Exercise: Reproduce all the entries exactly and keep the pictures out.

Data excerpts
▬▬▬
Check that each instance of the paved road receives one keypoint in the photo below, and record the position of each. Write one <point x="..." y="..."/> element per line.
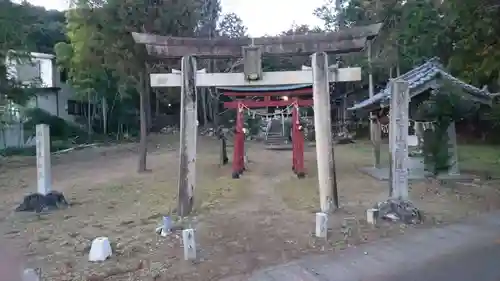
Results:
<point x="468" y="251"/>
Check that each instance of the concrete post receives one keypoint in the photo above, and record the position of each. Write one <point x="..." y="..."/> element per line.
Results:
<point x="188" y="132"/>
<point x="44" y="176"/>
<point x="398" y="140"/>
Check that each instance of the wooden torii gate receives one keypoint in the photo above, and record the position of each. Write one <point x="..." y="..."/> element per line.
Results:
<point x="252" y="49"/>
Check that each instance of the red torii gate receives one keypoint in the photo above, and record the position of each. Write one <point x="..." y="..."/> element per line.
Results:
<point x="297" y="96"/>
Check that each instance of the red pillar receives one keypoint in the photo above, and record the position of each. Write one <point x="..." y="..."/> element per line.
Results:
<point x="239" y="142"/>
<point x="297" y="142"/>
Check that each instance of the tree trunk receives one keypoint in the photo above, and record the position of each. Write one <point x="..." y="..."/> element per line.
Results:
<point x="104" y="115"/>
<point x="157" y="103"/>
<point x="143" y="148"/>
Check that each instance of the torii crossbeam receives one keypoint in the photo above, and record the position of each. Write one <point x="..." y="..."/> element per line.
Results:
<point x="252" y="50"/>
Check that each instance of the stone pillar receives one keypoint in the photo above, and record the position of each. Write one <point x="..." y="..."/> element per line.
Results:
<point x="44" y="176"/>
<point x="398" y="138"/>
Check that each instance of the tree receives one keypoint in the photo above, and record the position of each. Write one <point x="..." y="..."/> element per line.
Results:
<point x="231" y="26"/>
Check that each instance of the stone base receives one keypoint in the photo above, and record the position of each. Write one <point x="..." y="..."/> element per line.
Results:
<point x="382" y="174"/>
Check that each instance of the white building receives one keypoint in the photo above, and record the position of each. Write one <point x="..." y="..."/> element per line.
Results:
<point x="54" y="95"/>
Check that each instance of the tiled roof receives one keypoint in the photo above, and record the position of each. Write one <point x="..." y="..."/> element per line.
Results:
<point x="419" y="76"/>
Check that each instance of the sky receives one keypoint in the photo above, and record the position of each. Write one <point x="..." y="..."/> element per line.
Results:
<point x="260" y="16"/>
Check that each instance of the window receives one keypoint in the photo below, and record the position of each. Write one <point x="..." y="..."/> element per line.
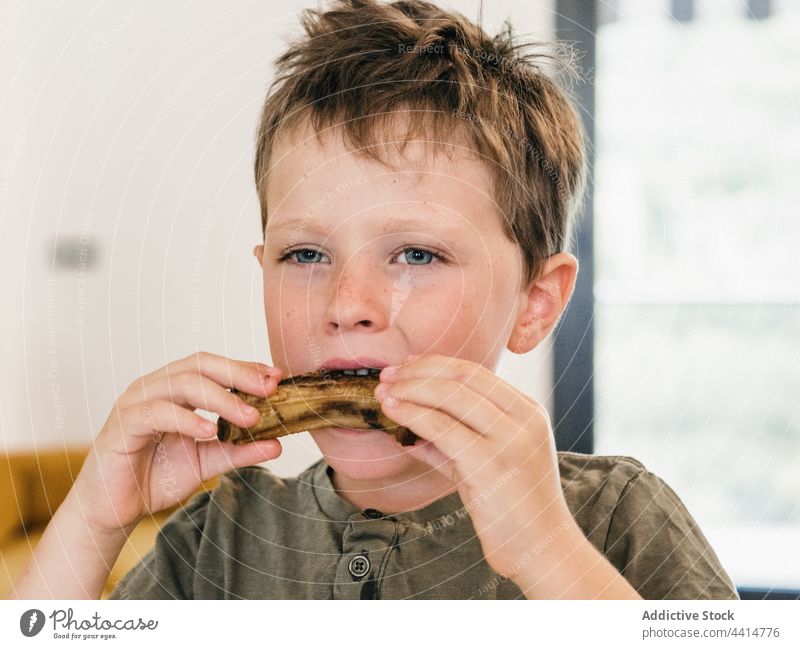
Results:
<point x="696" y="279"/>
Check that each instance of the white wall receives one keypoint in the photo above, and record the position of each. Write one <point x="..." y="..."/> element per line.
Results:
<point x="129" y="131"/>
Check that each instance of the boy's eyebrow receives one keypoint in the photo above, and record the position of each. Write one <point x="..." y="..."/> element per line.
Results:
<point x="401" y="223"/>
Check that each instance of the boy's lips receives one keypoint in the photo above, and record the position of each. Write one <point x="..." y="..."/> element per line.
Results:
<point x="353" y="363"/>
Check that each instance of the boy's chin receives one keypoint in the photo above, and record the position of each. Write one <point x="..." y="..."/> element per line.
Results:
<point x="364" y="454"/>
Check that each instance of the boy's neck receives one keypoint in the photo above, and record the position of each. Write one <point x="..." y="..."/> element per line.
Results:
<point x="385" y="496"/>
▬▬▬
Answer below:
Check that each instance of the paved road receives one keypoint in the photo below, and record the position of each. Write one <point x="..." y="..."/> element per line.
Results:
<point x="468" y="251"/>
Check that each instance of the concrete post receives one keypoint in the photo above, and record the position of each. Write one <point x="..." y="..."/> element per line.
Results:
<point x="188" y="132"/>
<point x="44" y="176"/>
<point x="398" y="140"/>
Check that each instance of the wooden torii gate receives one keypoint in the photo above, and record the position of each. Write one <point x="..." y="..."/> element per line.
Results:
<point x="252" y="49"/>
Check that each instance of the red torii gate receives one keypoint in the photo above, and record the position of each. Write one <point x="..." y="..."/> element per line.
Results:
<point x="297" y="96"/>
Check that each instance of the red pillar receives one keypoint in the photo above, and record the position of each. Write one <point x="..." y="..."/> element per line.
Results:
<point x="239" y="142"/>
<point x="297" y="142"/>
Check that each instance of the tree trunk receives one keypoint in the photo above, and record the position of each. Write one <point x="..." y="..."/> element per line.
Results:
<point x="104" y="115"/>
<point x="157" y="103"/>
<point x="143" y="148"/>
Check that each instance of the torii crossbeam receives one keypoint in the photo above, and record the position of each. Write one <point x="..." y="..."/> element per line.
Results:
<point x="252" y="50"/>
Check that each instance of the stone pillar receives one keypoint in the photo above, and record the position of each. Write one <point x="..." y="..."/> element per line.
Results:
<point x="44" y="176"/>
<point x="398" y="138"/>
Check that each instance of the tree receives one keypoint in the photo above, and record the position of each. Write one <point x="..." y="..."/> element per line.
Results:
<point x="231" y="26"/>
Check that each instance of the stone base receives one keypoint in the photo above, and record the position of each. Write one <point x="..." y="..."/> element per line.
Results:
<point x="382" y="174"/>
Check that each instance of the white building receives one keypoint in the photo above, and record the position of each. Write one <point x="..." y="..."/> element per line.
Results:
<point x="54" y="95"/>
Check that each instance of the tiled roof receives one keypoint in the photo above, and record the position of each. Write one <point x="..." y="..."/> element per line.
Results:
<point x="419" y="76"/>
Check that each instance of the sky receives one keypoint in the photo above, and record the position of each. Write one <point x="..." y="..."/> element per line.
Results:
<point x="260" y="16"/>
Check that each instance of the window receives one keypoint in the photo below, and record the position of each. Write one <point x="..." y="..."/> element per line.
Results:
<point x="696" y="279"/>
Check that each instance of the white wall receives one keypoint in the photo above, and record the position of each. Write one <point x="..." y="..."/> element per line.
Results:
<point x="129" y="131"/>
Check that each instance of the boy's eyebrow receives one keypoint in the photo above, and record the position of each. Write one <point x="..." y="..."/> element per line.
Results:
<point x="401" y="223"/>
Check that each instance of the boy's lips receives one keypoint in the photo above, and record the position of each. Write one <point x="..." y="..."/> element per line.
Results:
<point x="353" y="363"/>
Check that each instance of the boy's chin receives one keypoint in the photo above, and record the position of each. Write one <point x="..." y="..."/> element per line.
Results:
<point x="364" y="454"/>
Check that each instance of the boy's neck receives one keypoint in the photo above, and record the position of each. Write one <point x="..." y="..."/> element per line.
Results:
<point x="385" y="496"/>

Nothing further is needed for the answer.